[Dataset extract]

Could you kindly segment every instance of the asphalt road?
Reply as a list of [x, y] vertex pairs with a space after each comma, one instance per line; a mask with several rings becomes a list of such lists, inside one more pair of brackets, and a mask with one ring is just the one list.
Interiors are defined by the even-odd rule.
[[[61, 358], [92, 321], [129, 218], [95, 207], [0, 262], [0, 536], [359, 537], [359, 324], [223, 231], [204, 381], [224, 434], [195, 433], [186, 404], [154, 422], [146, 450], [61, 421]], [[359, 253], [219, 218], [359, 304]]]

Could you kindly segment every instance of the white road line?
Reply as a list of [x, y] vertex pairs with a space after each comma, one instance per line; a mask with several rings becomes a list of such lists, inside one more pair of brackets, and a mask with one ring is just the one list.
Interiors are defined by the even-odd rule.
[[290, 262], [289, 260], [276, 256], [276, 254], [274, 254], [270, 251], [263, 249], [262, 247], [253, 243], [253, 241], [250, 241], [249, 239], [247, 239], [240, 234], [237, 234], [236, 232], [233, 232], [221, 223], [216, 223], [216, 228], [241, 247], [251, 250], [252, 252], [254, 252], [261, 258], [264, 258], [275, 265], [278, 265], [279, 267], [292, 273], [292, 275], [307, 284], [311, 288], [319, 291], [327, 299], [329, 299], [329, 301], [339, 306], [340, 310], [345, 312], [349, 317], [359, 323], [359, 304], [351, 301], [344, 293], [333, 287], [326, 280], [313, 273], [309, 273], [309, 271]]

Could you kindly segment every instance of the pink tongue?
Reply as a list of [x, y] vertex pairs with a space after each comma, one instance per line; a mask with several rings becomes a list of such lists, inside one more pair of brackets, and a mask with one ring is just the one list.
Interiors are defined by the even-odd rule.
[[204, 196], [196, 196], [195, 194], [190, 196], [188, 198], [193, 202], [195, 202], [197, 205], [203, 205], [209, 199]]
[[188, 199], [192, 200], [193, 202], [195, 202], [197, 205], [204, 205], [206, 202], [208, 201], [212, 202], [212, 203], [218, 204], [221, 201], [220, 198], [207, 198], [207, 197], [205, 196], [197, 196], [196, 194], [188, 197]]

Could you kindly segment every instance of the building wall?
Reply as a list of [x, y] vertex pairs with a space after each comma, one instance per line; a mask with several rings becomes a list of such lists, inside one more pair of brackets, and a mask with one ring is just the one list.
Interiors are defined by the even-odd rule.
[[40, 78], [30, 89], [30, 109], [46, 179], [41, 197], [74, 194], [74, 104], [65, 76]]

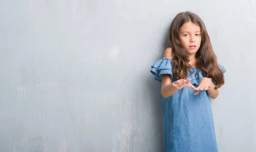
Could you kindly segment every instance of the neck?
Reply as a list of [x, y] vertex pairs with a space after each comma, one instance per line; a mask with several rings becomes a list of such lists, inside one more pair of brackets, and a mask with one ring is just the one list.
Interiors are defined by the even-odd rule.
[[190, 54], [189, 56], [189, 64], [192, 67], [195, 66], [195, 62], [196, 61], [195, 54]]

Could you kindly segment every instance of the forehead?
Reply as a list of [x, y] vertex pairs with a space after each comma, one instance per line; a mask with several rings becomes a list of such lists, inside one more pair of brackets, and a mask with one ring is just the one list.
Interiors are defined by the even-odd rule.
[[197, 24], [192, 22], [188, 22], [183, 24], [180, 29], [180, 32], [182, 32], [184, 31], [189, 32], [201, 31], [201, 28]]

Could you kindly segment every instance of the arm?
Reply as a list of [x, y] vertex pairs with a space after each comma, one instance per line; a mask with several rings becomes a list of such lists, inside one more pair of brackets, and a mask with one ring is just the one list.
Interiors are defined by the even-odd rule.
[[[163, 54], [163, 57], [171, 59], [173, 58], [172, 53], [172, 48], [167, 48]], [[162, 76], [162, 86], [161, 94], [165, 98], [167, 98], [175, 93], [178, 89], [174, 87], [172, 83], [171, 75], [169, 74], [163, 74]]]
[[[171, 59], [173, 58], [172, 53], [172, 48], [167, 48], [163, 55], [164, 57], [168, 58]], [[172, 79], [170, 74], [163, 74], [162, 76], [162, 87], [161, 94], [165, 98], [168, 98], [172, 96], [179, 90], [186, 87], [195, 90], [196, 88], [190, 83], [191, 79], [179, 79], [172, 83]]]
[[215, 85], [211, 82], [211, 85], [212, 87], [207, 90], [209, 96], [212, 99], [216, 99], [218, 96], [218, 89], [215, 89]]
[[215, 99], [218, 96], [218, 90], [215, 88], [215, 85], [212, 79], [209, 78], [204, 77], [200, 81], [199, 85], [196, 88], [197, 91], [195, 93], [195, 95], [197, 95], [200, 91], [205, 90], [207, 91], [208, 95], [212, 99]]

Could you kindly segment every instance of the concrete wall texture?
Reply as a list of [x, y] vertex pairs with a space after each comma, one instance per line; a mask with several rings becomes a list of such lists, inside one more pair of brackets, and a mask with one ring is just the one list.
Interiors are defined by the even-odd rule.
[[256, 151], [256, 0], [1, 0], [0, 152], [162, 151], [149, 70], [186, 11], [227, 70], [219, 151]]

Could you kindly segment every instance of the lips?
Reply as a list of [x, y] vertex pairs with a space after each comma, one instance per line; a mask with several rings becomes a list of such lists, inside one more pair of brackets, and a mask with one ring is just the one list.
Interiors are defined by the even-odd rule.
[[193, 47], [196, 47], [196, 46], [195, 45], [190, 45], [189, 46], [189, 48], [193, 48]]
[[191, 45], [189, 48], [190, 49], [195, 49], [196, 48], [196, 46], [195, 45]]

[What this task involves] Update the data from the line containing "Could you kindly segment every instance of the neck?" through the line containing "31], [201, 28]]" by changing "vertex pairs" to "coordinate pairs", and write out only those lines with nothing else altered.

[Worked answer]
Could you kindly segment every instance of the neck?
Reply as a list of [x, y] coordinate pairs with a space after each comma, one instance per line; a mask with several rings becomes a list of such lists, inside one more pair of brackets, and a mask with one ring is just the one list.
Interiors are defined by the even-odd rule.
[[190, 54], [189, 56], [189, 64], [192, 67], [195, 66], [195, 62], [196, 61], [195, 54]]

Could you kindly segment every instance of the forehead?
Reply as a list of [x, y] coordinate pairs with a space after each comma, one instance per line; a mask with several rings becomes a list of such lists, inside one more pair of brackets, and a mask with one ring is just the one list.
Interiors are defined by the even-odd rule.
[[197, 24], [192, 22], [188, 22], [183, 24], [180, 29], [180, 32], [182, 32], [184, 31], [189, 32], [201, 31], [201, 28]]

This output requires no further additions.